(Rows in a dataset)
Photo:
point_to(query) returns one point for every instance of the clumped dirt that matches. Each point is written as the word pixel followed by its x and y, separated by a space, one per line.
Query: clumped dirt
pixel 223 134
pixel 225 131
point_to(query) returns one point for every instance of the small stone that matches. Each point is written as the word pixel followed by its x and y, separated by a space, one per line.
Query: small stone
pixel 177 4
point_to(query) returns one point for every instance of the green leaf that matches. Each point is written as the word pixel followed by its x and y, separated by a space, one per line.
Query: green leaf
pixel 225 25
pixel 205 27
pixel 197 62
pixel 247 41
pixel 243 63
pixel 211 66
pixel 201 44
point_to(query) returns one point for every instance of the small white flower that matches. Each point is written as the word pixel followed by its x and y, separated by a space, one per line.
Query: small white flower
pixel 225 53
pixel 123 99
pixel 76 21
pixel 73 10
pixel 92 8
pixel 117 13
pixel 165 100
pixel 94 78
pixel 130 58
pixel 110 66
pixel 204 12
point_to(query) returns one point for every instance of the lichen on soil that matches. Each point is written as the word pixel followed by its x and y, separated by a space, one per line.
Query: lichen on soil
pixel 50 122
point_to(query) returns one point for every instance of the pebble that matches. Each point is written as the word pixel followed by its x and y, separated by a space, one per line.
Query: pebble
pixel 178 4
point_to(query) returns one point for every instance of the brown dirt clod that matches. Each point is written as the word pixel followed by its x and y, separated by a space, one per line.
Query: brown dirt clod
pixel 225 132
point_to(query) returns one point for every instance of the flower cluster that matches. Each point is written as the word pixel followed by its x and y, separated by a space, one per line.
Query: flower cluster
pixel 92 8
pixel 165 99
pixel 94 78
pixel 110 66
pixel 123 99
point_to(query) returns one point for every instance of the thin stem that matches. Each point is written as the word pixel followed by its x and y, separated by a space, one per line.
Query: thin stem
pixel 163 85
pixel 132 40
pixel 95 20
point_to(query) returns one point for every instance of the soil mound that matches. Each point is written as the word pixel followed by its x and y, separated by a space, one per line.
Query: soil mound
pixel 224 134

-- Short exercise --
Reproduce every row above with "one per line" swapped for "one on each line" and everything else left as it is.

-- Answer in full --
Photo:
point_to(query) returns one point for every instance of the clumped dirt that matches. Each point is written as the word pixel followed by its x and y, separated by a space, one on each line.
Query: clumped dirt
pixel 223 134
pixel 225 131
point_to(query) returns one point for every instance of the small stone that matches. Each point is written as the word pixel followed by its x and y, separated by a space, one on each line.
Query: small stone
pixel 177 4
point_to(query) returns one point for every instance of the green leaf that matches. Each point is written as the word pixel followed by its x and y, separated by a space, one on each line.
Query: green leaf
pixel 225 25
pixel 205 27
pixel 197 62
pixel 247 41
pixel 243 63
pixel 211 66
pixel 201 44
point_to(query) returns one point for every instance of the small white flower that matches. Each point is written as the word pixel followed by its x and y, separated by a space, one on each line.
Query: small white flower
pixel 225 53
pixel 123 99
pixel 76 21
pixel 73 10
pixel 92 8
pixel 117 13
pixel 165 100
pixel 94 78
pixel 130 58
pixel 110 66
pixel 204 12
point_to(query) returns one point for every instance of the lichen on soil that matches. Each point is written as the word pixel followed by its x and y, separated by a space, one on each line.
Query: lichen on soil
pixel 50 122
point_to(query) returns one point for every instance of the pebble that matches. Each point is written as the word pixel followed by its x and y, separated by a space, one on each line.
Query: pebble
pixel 178 4
point_to(query) returns one point for every instance of the brown dirt clod that matches. Each point is written as the word pixel followed by its x and y, separated by a space, one on each line.
Query: brown dirt clod
pixel 225 132
point_to(query) returns one point for every instance of the flower cluster that matches. Each point is written as the word pixel followed by its x and y, separated by a space, one on each line.
Query: flower cluster
pixel 92 8
pixel 165 99
pixel 94 78
pixel 110 66
pixel 123 99
point_to(query) returns one point for every instance of the thin stem that matches. Each point is written as the word pixel followed by its x and y, separated by a space, one on each line.
Query: thin stem
pixel 163 85
pixel 132 40
pixel 95 20
point_to(query) returns one point for every instance of the soil mound that matches. Each point is written as the word pixel followed by its x and y, separated by a space, one on each line.
Query: soil mound
pixel 224 134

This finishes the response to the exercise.